Count the lines below that contain the string "shirt", matching case exactly, and reply with the number alone.

--- BEGIN EXERCISE INPUTS ---

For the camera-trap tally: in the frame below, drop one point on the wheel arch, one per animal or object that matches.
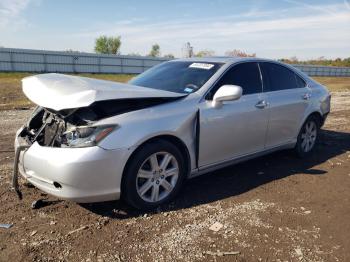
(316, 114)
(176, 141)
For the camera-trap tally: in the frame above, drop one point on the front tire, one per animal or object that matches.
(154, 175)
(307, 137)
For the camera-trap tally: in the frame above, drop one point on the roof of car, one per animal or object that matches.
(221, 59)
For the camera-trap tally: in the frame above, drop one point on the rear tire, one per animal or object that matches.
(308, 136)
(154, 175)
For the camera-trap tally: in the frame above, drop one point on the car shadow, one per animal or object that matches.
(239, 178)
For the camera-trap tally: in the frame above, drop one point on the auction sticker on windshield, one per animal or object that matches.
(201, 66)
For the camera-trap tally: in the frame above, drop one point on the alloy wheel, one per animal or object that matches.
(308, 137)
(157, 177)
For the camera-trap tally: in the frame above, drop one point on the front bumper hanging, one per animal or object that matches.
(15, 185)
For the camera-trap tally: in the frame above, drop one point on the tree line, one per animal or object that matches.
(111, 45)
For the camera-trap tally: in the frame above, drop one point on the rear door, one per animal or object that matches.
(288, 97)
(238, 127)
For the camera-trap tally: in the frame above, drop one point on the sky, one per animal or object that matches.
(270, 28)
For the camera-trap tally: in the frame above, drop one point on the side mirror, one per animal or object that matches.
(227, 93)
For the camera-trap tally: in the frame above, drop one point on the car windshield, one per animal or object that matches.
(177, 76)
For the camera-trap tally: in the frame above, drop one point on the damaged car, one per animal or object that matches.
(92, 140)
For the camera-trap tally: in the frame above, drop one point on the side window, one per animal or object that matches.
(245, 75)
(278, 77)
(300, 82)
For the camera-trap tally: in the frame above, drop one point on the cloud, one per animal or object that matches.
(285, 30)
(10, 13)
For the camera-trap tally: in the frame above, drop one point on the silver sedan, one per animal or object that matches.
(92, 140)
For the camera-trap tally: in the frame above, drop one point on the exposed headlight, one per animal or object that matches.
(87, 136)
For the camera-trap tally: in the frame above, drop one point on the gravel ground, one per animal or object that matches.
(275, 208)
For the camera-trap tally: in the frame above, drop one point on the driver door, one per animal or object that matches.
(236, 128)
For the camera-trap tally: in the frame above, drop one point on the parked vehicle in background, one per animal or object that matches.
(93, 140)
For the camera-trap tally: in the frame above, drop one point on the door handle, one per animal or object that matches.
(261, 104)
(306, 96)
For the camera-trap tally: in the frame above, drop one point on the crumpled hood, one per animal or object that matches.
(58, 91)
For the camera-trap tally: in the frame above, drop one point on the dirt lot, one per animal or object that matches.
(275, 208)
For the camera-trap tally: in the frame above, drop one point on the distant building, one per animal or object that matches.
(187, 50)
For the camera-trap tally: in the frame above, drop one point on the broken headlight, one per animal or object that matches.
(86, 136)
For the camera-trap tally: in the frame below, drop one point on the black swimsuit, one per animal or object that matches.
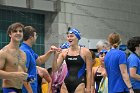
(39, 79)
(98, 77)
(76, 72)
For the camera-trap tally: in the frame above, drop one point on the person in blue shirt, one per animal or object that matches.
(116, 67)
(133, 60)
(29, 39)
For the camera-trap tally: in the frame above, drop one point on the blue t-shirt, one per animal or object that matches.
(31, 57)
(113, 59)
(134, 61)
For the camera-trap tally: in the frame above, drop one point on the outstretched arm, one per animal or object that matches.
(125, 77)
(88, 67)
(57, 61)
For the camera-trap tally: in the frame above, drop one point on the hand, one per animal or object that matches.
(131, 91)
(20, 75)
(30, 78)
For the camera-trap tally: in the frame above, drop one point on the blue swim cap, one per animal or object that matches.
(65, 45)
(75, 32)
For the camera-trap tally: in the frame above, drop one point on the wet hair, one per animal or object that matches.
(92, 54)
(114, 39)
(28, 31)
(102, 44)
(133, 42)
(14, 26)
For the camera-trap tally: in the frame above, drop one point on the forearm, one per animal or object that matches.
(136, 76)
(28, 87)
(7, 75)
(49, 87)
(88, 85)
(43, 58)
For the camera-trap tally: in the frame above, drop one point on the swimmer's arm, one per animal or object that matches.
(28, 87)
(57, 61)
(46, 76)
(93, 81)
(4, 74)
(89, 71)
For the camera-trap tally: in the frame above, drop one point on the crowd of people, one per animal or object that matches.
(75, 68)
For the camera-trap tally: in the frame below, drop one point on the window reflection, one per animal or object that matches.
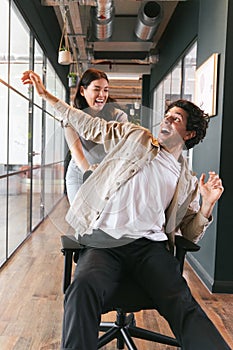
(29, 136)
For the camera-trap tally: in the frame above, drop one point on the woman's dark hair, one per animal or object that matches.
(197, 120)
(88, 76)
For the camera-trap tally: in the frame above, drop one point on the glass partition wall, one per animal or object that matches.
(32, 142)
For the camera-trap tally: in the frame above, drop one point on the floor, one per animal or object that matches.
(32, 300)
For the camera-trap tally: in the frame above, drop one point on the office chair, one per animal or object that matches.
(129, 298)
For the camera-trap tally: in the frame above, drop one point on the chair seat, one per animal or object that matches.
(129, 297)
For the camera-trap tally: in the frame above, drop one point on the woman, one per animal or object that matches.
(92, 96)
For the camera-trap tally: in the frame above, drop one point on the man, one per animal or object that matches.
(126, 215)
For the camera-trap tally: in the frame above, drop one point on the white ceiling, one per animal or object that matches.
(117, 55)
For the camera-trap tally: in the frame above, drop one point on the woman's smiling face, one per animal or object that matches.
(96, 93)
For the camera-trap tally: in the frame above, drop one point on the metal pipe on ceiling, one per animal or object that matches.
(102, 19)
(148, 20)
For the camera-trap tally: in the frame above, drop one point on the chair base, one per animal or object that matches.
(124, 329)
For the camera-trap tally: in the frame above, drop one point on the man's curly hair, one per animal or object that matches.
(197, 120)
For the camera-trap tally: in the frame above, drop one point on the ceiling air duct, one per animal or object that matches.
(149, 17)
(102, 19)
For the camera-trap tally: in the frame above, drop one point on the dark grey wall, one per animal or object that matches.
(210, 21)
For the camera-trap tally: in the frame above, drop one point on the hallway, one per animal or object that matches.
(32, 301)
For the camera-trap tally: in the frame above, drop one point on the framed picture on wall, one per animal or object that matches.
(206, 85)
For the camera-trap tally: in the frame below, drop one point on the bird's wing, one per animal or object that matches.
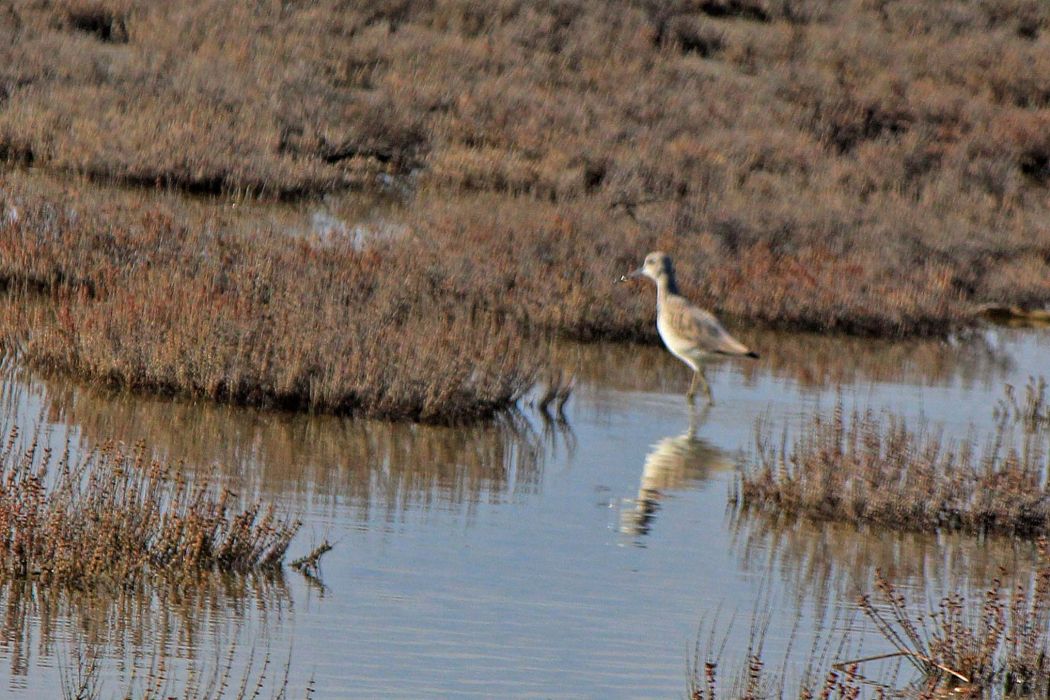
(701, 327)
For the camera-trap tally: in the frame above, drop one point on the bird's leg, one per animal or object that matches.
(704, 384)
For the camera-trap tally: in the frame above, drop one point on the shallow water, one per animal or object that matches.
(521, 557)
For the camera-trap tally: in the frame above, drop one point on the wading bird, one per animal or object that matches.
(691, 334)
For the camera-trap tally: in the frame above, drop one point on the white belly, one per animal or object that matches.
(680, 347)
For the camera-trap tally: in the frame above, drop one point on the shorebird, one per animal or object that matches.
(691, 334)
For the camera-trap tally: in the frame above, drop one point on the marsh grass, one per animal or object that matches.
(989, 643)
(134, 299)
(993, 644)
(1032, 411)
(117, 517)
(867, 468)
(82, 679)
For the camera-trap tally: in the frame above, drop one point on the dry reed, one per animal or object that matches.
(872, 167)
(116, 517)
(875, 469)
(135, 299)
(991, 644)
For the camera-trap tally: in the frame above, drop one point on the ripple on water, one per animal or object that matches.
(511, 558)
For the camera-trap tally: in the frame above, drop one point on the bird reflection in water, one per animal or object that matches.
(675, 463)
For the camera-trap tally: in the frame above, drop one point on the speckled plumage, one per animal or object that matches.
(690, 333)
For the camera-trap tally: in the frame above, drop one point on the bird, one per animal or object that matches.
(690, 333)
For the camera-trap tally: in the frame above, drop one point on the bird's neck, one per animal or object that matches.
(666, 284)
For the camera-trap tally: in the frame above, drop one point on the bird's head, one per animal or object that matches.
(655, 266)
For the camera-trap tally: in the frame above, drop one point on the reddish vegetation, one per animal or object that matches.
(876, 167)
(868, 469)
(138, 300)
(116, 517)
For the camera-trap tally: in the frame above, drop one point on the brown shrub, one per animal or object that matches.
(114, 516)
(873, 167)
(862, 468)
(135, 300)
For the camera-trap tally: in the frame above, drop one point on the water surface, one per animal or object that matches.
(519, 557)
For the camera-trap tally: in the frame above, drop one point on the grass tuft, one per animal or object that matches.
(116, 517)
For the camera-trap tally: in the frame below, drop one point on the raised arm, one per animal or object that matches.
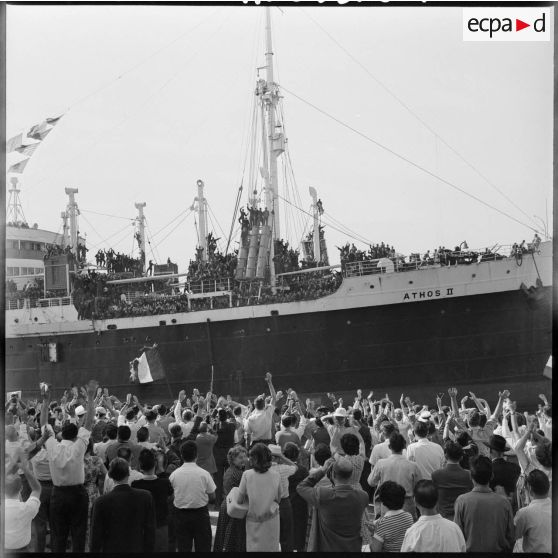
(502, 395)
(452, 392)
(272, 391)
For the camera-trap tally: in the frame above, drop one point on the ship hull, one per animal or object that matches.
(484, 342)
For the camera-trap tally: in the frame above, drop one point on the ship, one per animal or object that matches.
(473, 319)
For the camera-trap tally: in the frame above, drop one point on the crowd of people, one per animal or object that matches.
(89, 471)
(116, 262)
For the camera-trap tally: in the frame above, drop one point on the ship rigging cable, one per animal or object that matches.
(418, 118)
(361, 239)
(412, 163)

--- END EXERCISE INPUTS ---
--- BEGIN EXERCISE INPUTS ---

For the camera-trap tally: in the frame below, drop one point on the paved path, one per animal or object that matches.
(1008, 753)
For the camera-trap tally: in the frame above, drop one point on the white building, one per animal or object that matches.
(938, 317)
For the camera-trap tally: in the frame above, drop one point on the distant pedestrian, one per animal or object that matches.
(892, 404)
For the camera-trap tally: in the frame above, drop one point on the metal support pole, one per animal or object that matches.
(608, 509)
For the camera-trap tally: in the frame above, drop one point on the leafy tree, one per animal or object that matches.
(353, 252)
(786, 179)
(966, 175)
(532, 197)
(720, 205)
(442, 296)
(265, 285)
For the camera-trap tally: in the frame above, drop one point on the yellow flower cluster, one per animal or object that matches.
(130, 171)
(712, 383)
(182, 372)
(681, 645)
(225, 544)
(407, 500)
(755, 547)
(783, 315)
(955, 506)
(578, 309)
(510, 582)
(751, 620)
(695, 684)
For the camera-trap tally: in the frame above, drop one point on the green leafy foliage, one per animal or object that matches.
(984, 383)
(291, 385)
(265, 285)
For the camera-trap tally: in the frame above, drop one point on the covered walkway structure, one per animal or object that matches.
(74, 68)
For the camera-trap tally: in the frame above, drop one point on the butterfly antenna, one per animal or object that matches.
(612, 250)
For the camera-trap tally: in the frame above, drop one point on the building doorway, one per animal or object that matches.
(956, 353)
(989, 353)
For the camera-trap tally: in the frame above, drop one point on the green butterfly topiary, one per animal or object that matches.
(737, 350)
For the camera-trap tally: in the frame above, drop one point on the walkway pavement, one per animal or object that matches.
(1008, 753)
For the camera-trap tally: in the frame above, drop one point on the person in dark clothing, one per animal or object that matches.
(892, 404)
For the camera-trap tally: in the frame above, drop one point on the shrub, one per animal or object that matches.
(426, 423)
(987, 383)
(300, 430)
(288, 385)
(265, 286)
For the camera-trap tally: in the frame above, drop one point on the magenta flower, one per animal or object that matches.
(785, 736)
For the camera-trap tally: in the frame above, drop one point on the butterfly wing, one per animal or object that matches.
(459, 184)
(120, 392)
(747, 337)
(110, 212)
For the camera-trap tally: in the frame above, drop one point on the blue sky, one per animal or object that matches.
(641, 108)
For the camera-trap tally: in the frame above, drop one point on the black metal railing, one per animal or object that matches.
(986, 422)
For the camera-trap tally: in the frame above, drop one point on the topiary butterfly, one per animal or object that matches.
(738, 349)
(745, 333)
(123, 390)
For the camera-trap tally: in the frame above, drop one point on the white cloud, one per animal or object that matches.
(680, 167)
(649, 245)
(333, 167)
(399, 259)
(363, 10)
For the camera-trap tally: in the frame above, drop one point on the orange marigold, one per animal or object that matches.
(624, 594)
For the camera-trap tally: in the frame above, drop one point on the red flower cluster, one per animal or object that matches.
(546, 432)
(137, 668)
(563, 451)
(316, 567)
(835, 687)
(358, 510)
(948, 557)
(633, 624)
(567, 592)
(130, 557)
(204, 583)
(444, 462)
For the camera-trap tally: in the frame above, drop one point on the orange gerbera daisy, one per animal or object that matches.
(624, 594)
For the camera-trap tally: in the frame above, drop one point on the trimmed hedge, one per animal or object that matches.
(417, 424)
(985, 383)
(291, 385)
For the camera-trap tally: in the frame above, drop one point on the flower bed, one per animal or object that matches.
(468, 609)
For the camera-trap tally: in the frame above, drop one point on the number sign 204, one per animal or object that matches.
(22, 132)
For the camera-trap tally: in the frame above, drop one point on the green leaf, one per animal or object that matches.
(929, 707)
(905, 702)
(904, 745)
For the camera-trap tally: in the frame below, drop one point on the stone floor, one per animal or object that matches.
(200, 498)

--- END EXERCISE INPUTS ---

:: SOLUTION FOR THIS PROBLEM ::
2